## WHAT THIS TASK INVOLVES
Turn the lines of the entries below into a numbered list, starting with the line that contains "Where can the colorful" and going on through the line that contains "<point>232,120</point>", and skip any blank lines.

## MATERIAL PROVIDED
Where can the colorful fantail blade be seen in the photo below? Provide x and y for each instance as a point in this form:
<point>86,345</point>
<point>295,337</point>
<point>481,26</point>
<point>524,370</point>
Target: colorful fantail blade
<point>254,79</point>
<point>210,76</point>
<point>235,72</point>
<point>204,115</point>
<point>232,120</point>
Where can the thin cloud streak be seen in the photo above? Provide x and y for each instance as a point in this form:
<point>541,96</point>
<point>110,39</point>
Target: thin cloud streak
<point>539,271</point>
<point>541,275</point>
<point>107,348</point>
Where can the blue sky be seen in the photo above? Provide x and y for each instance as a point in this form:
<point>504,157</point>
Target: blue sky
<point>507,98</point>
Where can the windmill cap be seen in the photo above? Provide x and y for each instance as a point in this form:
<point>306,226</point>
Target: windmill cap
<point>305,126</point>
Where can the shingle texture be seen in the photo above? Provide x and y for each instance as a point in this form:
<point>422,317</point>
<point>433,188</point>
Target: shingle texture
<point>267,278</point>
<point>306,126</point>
--
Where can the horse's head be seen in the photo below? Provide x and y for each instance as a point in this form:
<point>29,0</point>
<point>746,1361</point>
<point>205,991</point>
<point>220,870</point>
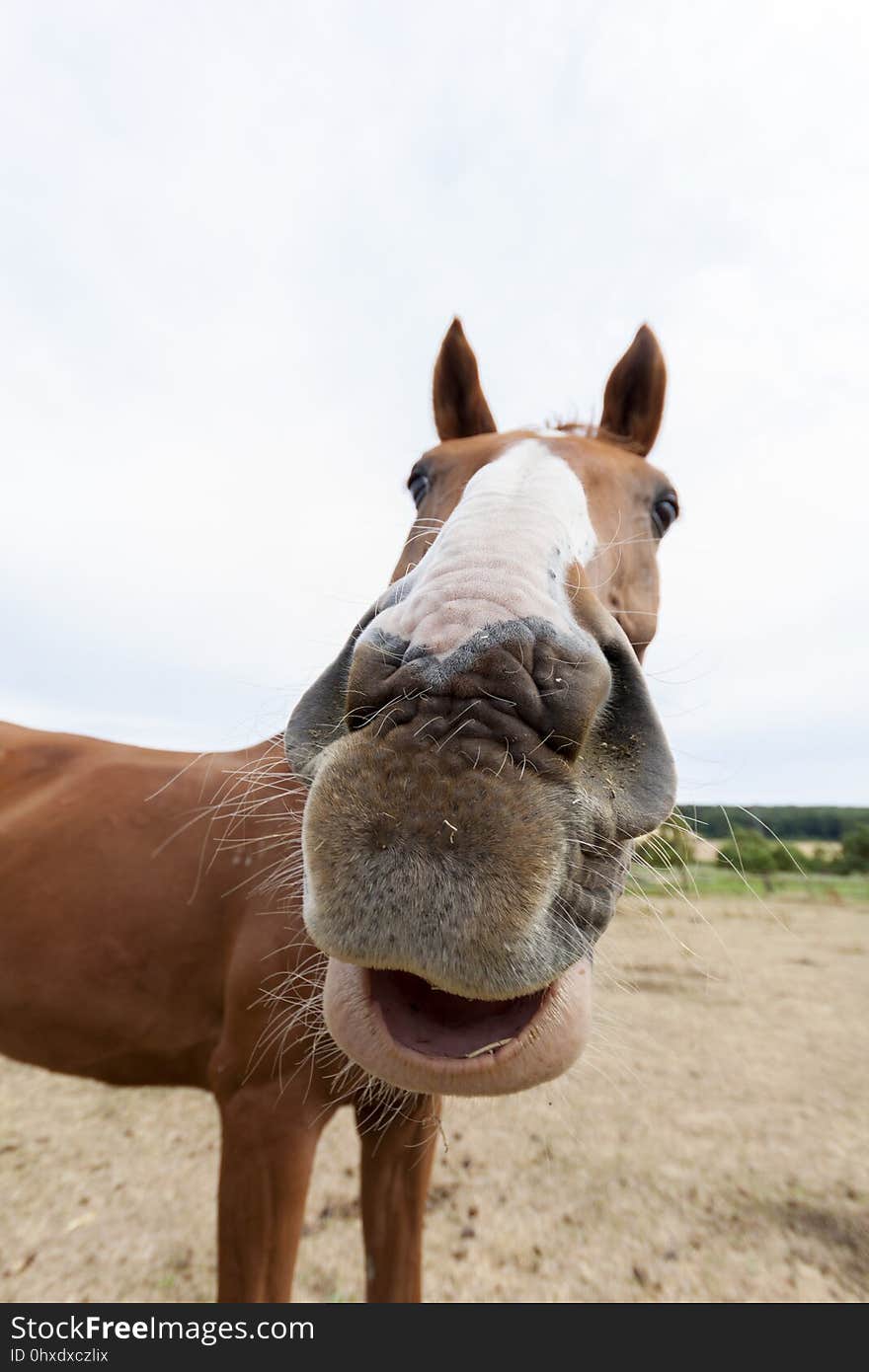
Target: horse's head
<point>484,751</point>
...
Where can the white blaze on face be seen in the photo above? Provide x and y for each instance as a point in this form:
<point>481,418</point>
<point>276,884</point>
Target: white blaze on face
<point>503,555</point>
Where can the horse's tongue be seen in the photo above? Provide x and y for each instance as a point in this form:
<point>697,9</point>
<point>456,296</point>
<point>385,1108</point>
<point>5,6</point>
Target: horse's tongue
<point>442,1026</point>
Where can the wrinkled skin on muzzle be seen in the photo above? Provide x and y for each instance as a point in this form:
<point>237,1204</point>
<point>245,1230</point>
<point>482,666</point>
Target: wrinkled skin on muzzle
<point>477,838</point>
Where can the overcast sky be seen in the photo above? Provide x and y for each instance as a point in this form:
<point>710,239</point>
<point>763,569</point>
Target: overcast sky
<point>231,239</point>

## ANSWER
1. Where can the colorful fantail blade be seen in the photo below? Provide x and y for each instance as a point in this form:
2. <point>86,345</point>
3. <point>295,337</point>
4. <point>481,26</point>
5. <point>524,370</point>
6. Target: colorful fantail blade
7. <point>254,79</point>
8. <point>210,76</point>
9. <point>235,72</point>
10. <point>204,115</point>
11. <point>232,120</point>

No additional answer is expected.